- [GOAL OF THE EXERCISE]: Write out the material exactly. Do not include the pictures.

- [STORED DATA]:
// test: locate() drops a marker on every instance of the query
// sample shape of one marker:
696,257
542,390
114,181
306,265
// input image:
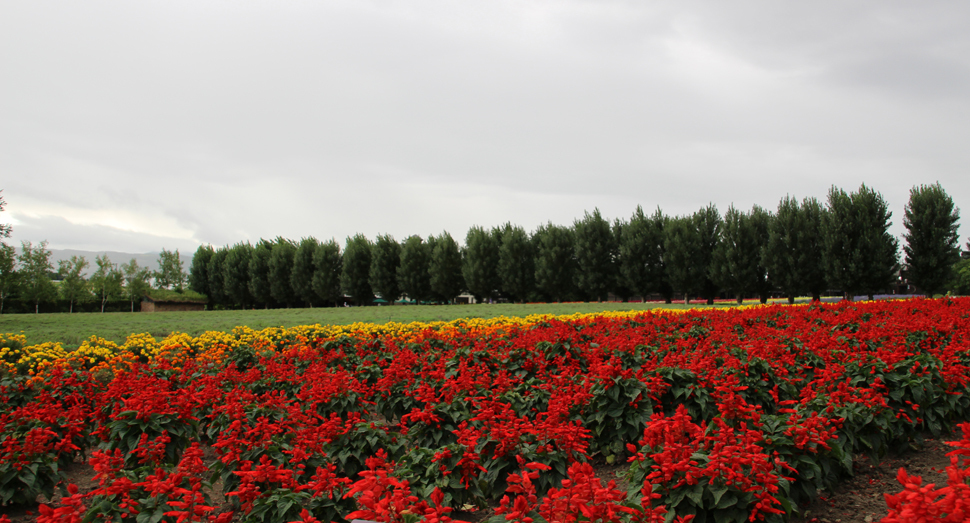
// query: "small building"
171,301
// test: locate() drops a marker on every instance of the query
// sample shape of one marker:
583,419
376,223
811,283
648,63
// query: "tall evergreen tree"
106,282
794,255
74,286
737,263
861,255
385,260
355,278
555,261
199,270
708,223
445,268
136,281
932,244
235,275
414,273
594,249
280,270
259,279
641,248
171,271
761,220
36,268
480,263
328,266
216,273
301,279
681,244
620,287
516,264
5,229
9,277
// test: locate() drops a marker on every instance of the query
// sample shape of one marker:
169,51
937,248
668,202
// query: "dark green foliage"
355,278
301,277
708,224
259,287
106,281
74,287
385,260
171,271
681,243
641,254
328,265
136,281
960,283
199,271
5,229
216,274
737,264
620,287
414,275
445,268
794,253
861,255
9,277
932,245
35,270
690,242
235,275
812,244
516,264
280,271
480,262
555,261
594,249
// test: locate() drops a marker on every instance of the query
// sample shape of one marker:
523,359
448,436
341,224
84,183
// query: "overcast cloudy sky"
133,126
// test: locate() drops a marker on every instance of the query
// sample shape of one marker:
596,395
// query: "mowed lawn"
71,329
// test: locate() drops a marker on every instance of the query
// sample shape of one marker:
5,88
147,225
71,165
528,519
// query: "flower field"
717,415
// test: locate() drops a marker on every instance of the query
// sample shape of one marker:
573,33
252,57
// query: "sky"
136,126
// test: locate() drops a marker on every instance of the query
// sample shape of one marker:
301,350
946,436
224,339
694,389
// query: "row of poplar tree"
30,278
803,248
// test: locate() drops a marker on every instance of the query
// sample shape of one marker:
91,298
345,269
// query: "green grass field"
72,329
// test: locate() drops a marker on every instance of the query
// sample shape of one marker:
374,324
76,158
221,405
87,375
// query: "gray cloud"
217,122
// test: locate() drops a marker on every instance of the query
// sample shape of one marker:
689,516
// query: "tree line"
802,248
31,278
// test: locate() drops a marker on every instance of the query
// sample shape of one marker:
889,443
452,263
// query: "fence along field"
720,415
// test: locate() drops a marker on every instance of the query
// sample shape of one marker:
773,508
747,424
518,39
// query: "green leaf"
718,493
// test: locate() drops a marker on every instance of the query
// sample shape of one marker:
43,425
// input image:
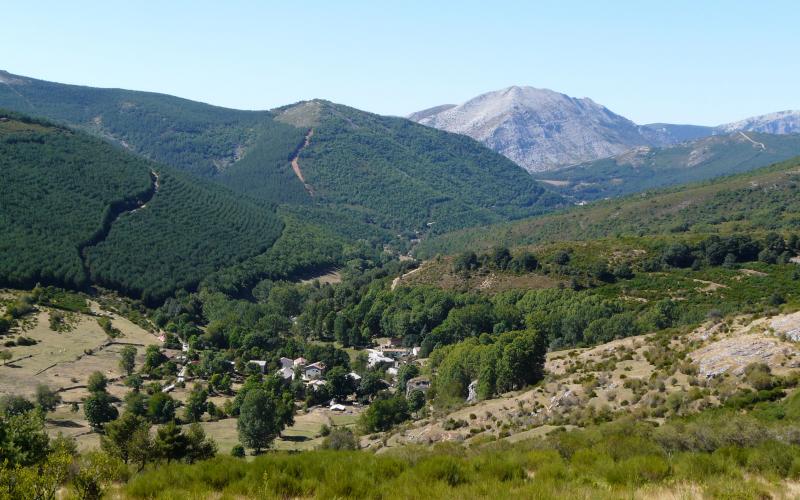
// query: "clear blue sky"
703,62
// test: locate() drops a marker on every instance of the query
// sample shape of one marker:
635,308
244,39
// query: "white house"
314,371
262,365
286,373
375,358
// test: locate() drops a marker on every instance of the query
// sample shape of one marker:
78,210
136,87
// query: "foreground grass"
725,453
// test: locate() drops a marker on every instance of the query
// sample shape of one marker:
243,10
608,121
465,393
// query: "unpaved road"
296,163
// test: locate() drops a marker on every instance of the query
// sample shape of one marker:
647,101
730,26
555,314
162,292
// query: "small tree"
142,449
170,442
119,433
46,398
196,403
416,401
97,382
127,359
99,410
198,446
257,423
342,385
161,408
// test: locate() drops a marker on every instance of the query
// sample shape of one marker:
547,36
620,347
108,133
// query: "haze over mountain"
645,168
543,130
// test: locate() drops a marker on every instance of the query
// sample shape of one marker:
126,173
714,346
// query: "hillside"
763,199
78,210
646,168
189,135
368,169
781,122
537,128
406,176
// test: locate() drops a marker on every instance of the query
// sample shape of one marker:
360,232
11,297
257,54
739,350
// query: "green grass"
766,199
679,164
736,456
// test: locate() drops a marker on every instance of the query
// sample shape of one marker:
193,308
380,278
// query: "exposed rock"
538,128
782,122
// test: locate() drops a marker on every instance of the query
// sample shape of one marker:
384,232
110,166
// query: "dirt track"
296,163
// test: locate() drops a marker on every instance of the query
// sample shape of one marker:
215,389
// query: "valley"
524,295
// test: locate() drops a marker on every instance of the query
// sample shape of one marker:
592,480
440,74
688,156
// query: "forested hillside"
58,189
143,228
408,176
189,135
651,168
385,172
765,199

- [WORKED SOLUTION]:
// test: locate() drops a marker on every instance of the query
// sample shape of one marker:
696,257
542,390
114,181
306,265
// input image:
// query: "small building"
171,301
// test: locate() drops a marker on every instance of the query
// sample shape of one marker:
583,419
376,223
811,283
648,63
// query: "tall evergreen tree"
106,282
794,255
74,286
737,263
861,255
385,260
355,278
555,261
199,270
708,223
445,268
136,281
932,244
235,275
414,273
594,249
280,270
259,279
641,248
171,271
761,220
36,268
480,263
328,266
216,273
301,279
681,244
620,287
516,264
5,229
9,277
// test: locate() drops a marker on every instance of the query
// sample shape of one marker:
169,51
937,248
668,202
// query: "dark green foliage"
355,278
301,277
708,224
259,287
106,281
74,287
385,260
171,271
681,243
641,254
328,265
136,281
960,283
199,271
5,229
216,274
737,264
620,287
414,275
445,268
794,253
861,255
9,277
932,245
35,270
690,242
235,275
812,244
516,264
280,271
480,262
555,261
594,249
// test: locate() drops a marker on every instance of the query
// sample shape of one marker:
523,359
448,436
341,224
84,183
// query: "overcast cloudy sky"
133,126
// test: locate() drops a marker on every instance of the query
// sample shape of one marker:
596,395
// query: "mowed lawn"
71,329
// test: locate() drops a marker on every instance of the query
// sample shape of one marker:
5,88
147,225
71,165
528,519
// query: "flower field"
717,415
// test: locate() drops a marker on every instance of the query
// sample shape of one marker:
573,33
252,57
// query: "sky"
136,126
// test: locate() drops a marker on every instance of the query
// sample shape of one marker:
301,350
946,436
224,339
694,389
// query: "row of poplar tree"
30,278
803,248
// test: locate() drops a marker on every instance of the query
// sample shape of one marker:
91,298
345,269
// query: "green grass field"
72,329
// test: locate() drops a marker on every instance of the query
// sample shape of one marker:
374,324
76,158
221,405
87,375
// query: "gray cloud"
217,122
// test: locate() drops a marker on every instance of the query
// sample shape of one marker:
689,516
// query: "tree line"
802,248
31,278
// test: locate() drops a marker on every instance of the query
// sample shape of one marker:
889,443
452,263
// query: "fence along field"
720,415
// test: locate() drops a marker on every instance of the query
// sample shape of one marker:
773,508
747,424
518,39
// query: "green leaf"
718,493
// test: locate() drops a marker on every instance of the query
// sample shape of one marker:
43,425
// input image:
// query: "clear blue sky"
703,62
// test: locate() drops a marker on every instance of the query
// sample shape of one marker:
635,308
244,39
// query: "white house"
314,371
262,365
286,373
375,358
// test: locate() drops a marker on every instance of the query
// sample shape of one marker:
78,210
136,87
// query: "foreground grass"
725,453
// test: locate() drops a marker on every instance of the query
// sample shape of one marker:
243,10
608,121
465,393
// query: "unpaved road"
296,163
// test: locate() drops a marker on every instance of the query
// sample shape of one marker:
647,101
730,26
555,314
162,292
// query: "small tree"
142,449
170,442
119,433
46,398
196,403
416,401
97,382
127,359
99,410
198,446
257,423
342,385
161,408
// test: locate() drops a marker on every instance of the query
// sample shape of one marker:
547,36
620,347
108,133
// query: "haze over mountain"
645,168
543,130
// test: locate() drops a marker on every instance of the query
// sample shape of one marker:
126,173
714,346
// query: "hillside"
763,199
78,210
646,168
189,135
368,169
781,122
537,128
406,176
// test: locate() drops a marker on every instance of the query
// sample shape of one marker:
360,232
11,297
257,54
739,350
// query: "green grass"
766,199
679,164
736,456
// test: locate() drops a marker on every instance of the query
// sample shape of one marker:
193,308
380,278
// query: "exposed rock"
538,128
782,122
// test: locate() drops a marker on every instance of the query
// sample shape of one marker:
384,232
110,166
// query: "dirt track"
296,163
// test: locate() drops a marker on every instance of the query
// sample shape of one marker:
215,389
// query: "valley"
524,295
// test: locate() drops a marker on every instance of the query
// sample shape of one marker:
592,480
440,74
688,156
// query: "forested hillside"
58,189
143,228
408,176
189,135
651,168
385,172
765,199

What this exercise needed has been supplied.